═════ Приведённый отрывок ═════

Открываем уже открытое
Наш профессор постоянно озадачивал нас. Когда мы восторгались продвижениями детей на втором этапе эксперимента, он вдруг сказал нам:
— Возможностям Ребёнка нет пределов, и вы в этом убедились. Мы будем гнаться за ними, а этому конца не будет. Развивающий педагогический процесс доказывает эту истину. Мотивы, которые мы воспитывали в них, делали детей нашими сотрудниками в их же воспитании и обучении. Всё это хорошо, но должно же быть некое генерирующее условие, которое, с одной стороны, увлечёт Ребёнка, с другой же, поставит его перед необходимостью проявить свои разносторонние, глубоко скрытые возможности…
Он сказал это и вскоре ушёл из жизни.
Спустя годы в одной из книг я вычитал мудрость и восхитился проницательностью нашего профессора — Барнаба Иосифовича Хачапуридзе: «Кто мучается земными вопросами, тот ответа о небесном не получит».

═════

Задания:
1. Что, по словам профессора из отрывка, делали мотивы, которые воспитывали в детях?
2. Напишите продолжение отрывка о профессоре, начав сразу после его последнего предложения.

═════ Исходные записи ═════

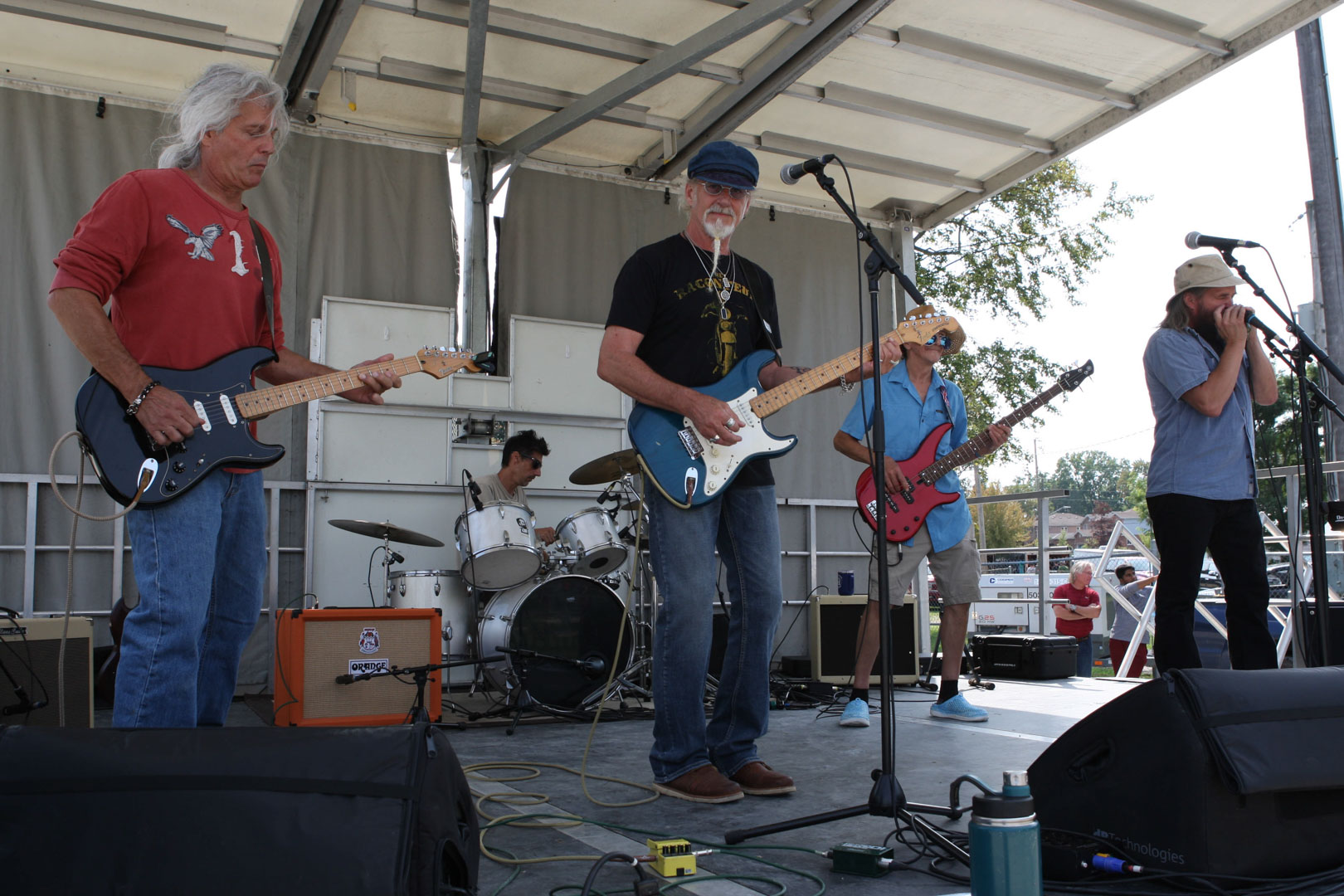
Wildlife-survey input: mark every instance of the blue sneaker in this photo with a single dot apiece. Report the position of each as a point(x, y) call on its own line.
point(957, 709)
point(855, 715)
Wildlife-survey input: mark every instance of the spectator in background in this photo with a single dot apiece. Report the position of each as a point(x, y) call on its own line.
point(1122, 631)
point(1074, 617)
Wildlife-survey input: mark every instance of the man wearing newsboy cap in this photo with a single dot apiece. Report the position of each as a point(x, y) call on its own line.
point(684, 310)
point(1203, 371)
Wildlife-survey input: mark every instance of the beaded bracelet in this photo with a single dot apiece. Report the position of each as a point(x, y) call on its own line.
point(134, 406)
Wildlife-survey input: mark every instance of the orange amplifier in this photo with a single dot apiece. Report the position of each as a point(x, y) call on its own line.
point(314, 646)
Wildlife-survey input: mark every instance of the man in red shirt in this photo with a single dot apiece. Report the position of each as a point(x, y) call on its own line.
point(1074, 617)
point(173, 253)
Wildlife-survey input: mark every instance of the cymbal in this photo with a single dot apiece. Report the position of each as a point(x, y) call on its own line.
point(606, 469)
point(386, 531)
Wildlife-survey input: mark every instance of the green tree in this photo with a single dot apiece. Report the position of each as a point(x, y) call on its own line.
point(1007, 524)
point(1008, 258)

═════

Ответы по заданиям:
1. Они делали детей сотрудниками в их же воспитании и обучении.

2.
Идея о некоем «генерирующем условии» задела нас. Мы потратили почти четыре года теоретического и экспериментального поиска этого нового для нас фактора. За это время каждый из нас прошёл самые прекрасные и высшие курсы углубления в педагогические проблемы через философию, психологию, историю, антропологию, классическую педагогику. Лично я понял тогда, что загадку не разгадать без Религии.
В поиске чего-то очень важного мы создавали разные исследования и совершенствовали эксперимент.
Наконец, мы открыли эту тайну, но она оказалась вовсе не тайной, но хорошо забытой старой истиной. Тайна умещается в одно прекрасное слово — Жизнь.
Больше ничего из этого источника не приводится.